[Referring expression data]
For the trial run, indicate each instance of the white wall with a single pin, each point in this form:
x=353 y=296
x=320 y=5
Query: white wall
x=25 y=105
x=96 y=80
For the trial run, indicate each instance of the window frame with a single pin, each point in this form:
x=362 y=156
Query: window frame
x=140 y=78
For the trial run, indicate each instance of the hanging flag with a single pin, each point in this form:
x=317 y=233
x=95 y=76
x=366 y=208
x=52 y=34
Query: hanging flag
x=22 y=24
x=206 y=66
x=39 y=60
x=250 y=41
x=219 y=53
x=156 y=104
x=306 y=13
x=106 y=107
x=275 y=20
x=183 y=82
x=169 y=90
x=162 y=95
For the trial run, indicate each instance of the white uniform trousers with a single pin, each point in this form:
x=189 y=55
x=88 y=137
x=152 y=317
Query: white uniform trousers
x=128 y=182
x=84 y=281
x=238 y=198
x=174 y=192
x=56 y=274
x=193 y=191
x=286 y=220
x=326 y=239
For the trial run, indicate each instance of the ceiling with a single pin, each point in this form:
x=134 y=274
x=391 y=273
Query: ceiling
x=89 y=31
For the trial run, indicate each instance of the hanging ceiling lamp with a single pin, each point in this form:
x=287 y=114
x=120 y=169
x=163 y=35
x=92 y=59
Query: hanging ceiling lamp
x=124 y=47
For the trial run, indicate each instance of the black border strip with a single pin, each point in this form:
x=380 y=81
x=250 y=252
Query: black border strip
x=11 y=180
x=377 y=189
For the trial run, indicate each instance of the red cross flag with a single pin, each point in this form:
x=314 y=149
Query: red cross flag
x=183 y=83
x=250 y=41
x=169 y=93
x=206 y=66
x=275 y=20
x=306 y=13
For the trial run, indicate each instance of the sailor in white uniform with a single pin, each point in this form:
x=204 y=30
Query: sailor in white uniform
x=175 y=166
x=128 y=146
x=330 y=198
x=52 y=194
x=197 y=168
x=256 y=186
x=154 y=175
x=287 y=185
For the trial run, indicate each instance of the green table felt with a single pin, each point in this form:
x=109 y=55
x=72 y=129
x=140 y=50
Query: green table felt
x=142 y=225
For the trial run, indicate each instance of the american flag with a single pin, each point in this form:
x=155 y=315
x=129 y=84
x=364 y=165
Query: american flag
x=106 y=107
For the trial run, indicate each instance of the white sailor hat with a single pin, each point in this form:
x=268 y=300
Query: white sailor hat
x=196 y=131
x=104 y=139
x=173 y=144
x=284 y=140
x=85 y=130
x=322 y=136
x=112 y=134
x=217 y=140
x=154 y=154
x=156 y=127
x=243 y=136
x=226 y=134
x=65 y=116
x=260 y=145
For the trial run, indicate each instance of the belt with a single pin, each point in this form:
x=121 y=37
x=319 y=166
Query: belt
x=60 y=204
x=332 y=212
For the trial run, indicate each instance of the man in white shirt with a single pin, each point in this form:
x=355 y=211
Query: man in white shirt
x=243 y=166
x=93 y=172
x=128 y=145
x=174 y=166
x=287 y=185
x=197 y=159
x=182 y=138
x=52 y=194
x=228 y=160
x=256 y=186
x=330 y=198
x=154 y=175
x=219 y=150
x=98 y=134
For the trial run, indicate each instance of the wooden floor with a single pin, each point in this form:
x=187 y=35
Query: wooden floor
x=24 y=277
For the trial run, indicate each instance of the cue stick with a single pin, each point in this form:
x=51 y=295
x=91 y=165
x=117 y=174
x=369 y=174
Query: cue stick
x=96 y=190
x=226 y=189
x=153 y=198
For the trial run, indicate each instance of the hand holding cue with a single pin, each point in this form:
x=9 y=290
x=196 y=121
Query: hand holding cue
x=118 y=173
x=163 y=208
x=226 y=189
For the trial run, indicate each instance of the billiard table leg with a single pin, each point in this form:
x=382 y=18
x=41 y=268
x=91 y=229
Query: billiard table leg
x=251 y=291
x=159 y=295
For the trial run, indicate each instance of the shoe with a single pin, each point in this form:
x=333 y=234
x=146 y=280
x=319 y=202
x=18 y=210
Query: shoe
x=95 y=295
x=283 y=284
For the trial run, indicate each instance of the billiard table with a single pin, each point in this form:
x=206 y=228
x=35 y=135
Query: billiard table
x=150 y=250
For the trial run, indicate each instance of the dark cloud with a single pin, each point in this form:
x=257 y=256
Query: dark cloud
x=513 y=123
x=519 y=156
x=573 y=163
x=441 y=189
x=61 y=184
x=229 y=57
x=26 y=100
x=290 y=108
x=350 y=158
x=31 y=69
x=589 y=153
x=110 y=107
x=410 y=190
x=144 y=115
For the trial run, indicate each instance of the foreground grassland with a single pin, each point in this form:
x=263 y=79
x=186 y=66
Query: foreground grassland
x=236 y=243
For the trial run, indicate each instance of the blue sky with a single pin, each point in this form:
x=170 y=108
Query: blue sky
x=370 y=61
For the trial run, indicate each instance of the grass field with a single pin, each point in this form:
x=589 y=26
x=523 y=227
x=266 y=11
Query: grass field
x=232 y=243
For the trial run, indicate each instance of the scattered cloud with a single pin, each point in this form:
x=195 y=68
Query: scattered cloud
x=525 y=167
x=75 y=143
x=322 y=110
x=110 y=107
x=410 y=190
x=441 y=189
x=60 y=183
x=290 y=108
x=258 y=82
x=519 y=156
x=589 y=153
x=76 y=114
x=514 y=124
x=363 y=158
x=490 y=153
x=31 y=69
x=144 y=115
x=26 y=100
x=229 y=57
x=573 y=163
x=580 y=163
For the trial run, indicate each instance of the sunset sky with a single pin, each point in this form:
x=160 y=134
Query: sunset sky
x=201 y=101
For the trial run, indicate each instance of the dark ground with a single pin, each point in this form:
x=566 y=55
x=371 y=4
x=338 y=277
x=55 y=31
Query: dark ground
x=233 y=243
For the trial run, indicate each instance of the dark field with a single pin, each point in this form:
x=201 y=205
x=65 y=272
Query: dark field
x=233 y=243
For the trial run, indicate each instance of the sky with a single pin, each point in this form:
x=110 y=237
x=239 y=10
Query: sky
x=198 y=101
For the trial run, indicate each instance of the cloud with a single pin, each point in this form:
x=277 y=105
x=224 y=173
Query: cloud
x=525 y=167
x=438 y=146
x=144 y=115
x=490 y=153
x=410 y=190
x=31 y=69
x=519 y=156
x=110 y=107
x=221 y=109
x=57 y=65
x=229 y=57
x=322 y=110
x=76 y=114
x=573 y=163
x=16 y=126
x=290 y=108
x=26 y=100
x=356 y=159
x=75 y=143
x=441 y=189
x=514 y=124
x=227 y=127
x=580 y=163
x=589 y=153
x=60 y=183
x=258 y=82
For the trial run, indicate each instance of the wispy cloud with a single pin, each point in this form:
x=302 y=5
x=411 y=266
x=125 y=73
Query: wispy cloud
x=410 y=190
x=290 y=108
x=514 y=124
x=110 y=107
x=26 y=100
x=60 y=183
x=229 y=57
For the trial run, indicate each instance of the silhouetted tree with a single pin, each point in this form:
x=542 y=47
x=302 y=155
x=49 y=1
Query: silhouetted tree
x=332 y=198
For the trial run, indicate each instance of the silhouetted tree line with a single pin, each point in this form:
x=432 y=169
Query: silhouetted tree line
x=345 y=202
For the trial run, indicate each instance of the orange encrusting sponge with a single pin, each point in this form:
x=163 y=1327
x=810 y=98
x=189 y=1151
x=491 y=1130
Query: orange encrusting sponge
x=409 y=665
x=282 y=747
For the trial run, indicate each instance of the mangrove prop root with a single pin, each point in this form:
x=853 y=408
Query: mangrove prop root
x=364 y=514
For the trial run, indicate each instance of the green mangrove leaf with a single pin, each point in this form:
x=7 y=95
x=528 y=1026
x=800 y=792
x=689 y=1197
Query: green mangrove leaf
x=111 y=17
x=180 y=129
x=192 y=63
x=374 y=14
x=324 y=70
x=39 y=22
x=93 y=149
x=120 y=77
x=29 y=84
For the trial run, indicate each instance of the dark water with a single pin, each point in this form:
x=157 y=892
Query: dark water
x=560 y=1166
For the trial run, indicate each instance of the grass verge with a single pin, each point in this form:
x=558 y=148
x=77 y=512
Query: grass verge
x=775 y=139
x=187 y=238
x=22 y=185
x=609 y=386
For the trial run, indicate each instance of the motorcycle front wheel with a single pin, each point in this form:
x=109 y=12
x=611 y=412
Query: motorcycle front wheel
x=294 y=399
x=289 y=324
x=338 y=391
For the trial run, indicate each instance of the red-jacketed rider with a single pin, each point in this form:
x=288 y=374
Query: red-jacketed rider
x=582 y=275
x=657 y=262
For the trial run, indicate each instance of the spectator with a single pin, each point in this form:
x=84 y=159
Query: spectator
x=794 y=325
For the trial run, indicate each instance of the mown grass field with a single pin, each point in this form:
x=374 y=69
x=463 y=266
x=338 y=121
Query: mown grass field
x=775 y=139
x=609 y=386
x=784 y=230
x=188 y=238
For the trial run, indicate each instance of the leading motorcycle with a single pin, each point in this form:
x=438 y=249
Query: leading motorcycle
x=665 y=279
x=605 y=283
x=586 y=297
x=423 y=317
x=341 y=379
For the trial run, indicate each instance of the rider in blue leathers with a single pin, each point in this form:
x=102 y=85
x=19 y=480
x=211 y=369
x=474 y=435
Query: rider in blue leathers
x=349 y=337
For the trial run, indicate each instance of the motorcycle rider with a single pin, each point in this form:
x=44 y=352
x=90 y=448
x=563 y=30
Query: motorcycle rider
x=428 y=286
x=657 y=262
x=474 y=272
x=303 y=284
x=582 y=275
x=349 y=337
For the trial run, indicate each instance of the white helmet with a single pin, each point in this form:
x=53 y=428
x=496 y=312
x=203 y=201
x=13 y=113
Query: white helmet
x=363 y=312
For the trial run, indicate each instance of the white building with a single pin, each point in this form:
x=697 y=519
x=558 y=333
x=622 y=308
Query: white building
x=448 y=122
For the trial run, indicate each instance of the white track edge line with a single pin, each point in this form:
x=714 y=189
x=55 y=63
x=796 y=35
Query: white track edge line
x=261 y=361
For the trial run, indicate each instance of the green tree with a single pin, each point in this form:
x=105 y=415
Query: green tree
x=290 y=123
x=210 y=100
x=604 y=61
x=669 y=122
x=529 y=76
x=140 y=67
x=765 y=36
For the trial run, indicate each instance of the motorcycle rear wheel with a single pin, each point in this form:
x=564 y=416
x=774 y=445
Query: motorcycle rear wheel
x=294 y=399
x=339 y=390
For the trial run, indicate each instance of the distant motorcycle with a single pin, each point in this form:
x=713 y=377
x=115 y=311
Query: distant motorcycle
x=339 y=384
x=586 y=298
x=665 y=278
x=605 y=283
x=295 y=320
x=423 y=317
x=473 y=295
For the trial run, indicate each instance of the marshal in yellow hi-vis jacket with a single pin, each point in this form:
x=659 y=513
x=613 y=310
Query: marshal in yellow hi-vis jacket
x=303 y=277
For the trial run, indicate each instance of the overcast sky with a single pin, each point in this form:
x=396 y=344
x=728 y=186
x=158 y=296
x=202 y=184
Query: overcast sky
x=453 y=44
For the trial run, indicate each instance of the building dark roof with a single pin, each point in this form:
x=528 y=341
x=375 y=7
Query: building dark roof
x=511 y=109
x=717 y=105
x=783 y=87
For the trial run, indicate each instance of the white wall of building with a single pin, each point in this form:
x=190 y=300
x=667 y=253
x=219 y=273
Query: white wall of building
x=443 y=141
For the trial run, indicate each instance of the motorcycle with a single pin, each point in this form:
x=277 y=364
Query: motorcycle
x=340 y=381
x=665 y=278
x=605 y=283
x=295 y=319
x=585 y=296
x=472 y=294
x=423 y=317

### PROBLEM
Each line from the one containing "Query: marshal in yellow hi-vis jacket" through the end of the entries, both included, is to be returned exactly, with no other lines.

### WRITTEN RESPONSE
Query: marshal in yellow hi-vis jacket
x=303 y=277
For the trial run, indicate each instance of the overcast sky with a single pin, each point in this form:
x=396 y=344
x=728 y=186
x=158 y=296
x=202 y=184
Query: overcast sky
x=453 y=44
For the trial run, indicate each instance of the building dark roof with a single pin, each point in this form:
x=528 y=341
x=375 y=7
Query: building dark roof
x=511 y=109
x=717 y=105
x=783 y=87
For the trial run, indicate each instance of the white wall of building with a single pin, each point in this form:
x=190 y=300
x=667 y=253
x=219 y=273
Query: white wall of building
x=443 y=141
For the trial run, indicate each instance of the motorcycle with a single pin, each point in this form:
x=277 y=364
Query: motorcycle
x=340 y=381
x=665 y=278
x=605 y=283
x=295 y=319
x=585 y=296
x=472 y=294
x=423 y=317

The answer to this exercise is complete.